Segment Start: PROVIDED DATA

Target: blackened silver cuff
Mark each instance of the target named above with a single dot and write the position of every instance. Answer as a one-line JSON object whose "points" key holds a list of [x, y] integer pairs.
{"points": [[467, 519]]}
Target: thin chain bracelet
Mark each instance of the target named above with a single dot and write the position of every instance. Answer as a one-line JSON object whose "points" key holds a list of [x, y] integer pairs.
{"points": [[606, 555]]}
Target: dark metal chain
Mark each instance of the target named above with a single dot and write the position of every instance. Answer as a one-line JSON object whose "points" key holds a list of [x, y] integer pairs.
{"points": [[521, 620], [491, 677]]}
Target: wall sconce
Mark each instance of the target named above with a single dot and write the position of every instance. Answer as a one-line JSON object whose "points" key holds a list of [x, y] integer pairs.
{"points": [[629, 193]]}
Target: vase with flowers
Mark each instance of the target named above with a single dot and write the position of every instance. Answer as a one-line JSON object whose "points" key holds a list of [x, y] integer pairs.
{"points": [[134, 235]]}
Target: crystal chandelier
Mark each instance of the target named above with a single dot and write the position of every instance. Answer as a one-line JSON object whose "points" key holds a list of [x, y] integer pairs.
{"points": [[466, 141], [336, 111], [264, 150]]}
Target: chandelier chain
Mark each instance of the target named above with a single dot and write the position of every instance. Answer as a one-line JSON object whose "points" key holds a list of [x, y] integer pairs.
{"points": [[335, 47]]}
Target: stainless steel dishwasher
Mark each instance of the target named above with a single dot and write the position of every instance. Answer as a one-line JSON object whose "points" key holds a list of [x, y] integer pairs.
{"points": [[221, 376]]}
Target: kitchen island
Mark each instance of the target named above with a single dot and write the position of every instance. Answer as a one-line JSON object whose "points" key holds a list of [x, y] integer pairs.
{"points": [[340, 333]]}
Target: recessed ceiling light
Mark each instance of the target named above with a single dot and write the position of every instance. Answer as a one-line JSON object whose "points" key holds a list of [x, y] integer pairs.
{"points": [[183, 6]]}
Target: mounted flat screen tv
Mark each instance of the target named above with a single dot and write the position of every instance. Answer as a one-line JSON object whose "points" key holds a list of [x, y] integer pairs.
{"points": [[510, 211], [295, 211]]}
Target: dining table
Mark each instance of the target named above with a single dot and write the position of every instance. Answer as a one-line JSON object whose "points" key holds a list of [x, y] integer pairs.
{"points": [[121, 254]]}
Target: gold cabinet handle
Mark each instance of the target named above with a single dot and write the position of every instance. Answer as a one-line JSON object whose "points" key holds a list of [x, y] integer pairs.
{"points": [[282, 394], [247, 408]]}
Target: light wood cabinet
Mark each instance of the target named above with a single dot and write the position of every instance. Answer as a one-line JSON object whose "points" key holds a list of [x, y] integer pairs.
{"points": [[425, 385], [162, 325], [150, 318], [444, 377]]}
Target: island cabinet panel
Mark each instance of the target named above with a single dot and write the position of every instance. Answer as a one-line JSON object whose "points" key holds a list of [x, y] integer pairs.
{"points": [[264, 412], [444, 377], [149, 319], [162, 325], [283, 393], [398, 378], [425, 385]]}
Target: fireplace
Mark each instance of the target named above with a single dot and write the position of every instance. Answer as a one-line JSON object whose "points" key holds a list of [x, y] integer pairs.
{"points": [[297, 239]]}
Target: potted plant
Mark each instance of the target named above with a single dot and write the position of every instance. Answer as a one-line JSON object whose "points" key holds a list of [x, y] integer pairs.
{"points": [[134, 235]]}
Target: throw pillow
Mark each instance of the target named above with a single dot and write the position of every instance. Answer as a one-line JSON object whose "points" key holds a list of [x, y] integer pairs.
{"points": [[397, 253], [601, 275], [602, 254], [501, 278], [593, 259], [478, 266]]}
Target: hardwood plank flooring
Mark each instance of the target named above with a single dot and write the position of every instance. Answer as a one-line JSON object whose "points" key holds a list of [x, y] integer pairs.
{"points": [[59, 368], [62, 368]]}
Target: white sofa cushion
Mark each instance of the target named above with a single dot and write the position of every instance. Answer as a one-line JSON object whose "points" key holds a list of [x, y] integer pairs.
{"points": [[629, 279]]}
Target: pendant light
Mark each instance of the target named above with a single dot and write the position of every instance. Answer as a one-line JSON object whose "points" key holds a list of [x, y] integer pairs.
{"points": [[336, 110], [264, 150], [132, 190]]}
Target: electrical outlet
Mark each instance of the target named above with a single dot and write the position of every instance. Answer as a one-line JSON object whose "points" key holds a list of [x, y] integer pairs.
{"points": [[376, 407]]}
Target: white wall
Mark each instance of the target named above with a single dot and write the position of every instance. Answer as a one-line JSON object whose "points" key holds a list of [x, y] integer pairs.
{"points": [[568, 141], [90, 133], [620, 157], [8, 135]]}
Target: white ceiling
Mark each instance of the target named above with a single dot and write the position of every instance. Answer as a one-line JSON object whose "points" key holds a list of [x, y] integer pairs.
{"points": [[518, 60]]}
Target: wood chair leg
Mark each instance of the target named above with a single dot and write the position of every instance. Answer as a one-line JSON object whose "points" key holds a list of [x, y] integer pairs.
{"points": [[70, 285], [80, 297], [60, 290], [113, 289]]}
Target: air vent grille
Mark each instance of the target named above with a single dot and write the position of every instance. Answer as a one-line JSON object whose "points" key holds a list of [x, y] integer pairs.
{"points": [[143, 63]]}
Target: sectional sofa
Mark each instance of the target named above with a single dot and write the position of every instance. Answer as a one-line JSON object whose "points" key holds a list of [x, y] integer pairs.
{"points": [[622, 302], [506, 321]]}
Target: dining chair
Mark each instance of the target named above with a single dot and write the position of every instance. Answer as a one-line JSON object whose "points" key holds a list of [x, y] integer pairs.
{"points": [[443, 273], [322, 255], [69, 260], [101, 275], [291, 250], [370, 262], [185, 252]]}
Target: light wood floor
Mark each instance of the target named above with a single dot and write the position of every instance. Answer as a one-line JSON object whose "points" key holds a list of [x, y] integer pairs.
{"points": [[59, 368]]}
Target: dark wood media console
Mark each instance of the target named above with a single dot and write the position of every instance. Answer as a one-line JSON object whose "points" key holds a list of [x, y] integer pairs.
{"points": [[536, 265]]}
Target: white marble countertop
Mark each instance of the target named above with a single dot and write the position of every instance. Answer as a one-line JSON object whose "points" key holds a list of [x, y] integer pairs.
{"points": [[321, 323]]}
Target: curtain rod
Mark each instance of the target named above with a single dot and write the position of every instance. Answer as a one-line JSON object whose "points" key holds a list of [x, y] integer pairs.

Segment End: PROVIDED DATA

→ **WHAT THE EXERCISE ASKS**:
Check the entries above line by line and return each one containing the word "island".

→ **RESULT BELOW**:
Target: kitchen island
Target: island cabinet panel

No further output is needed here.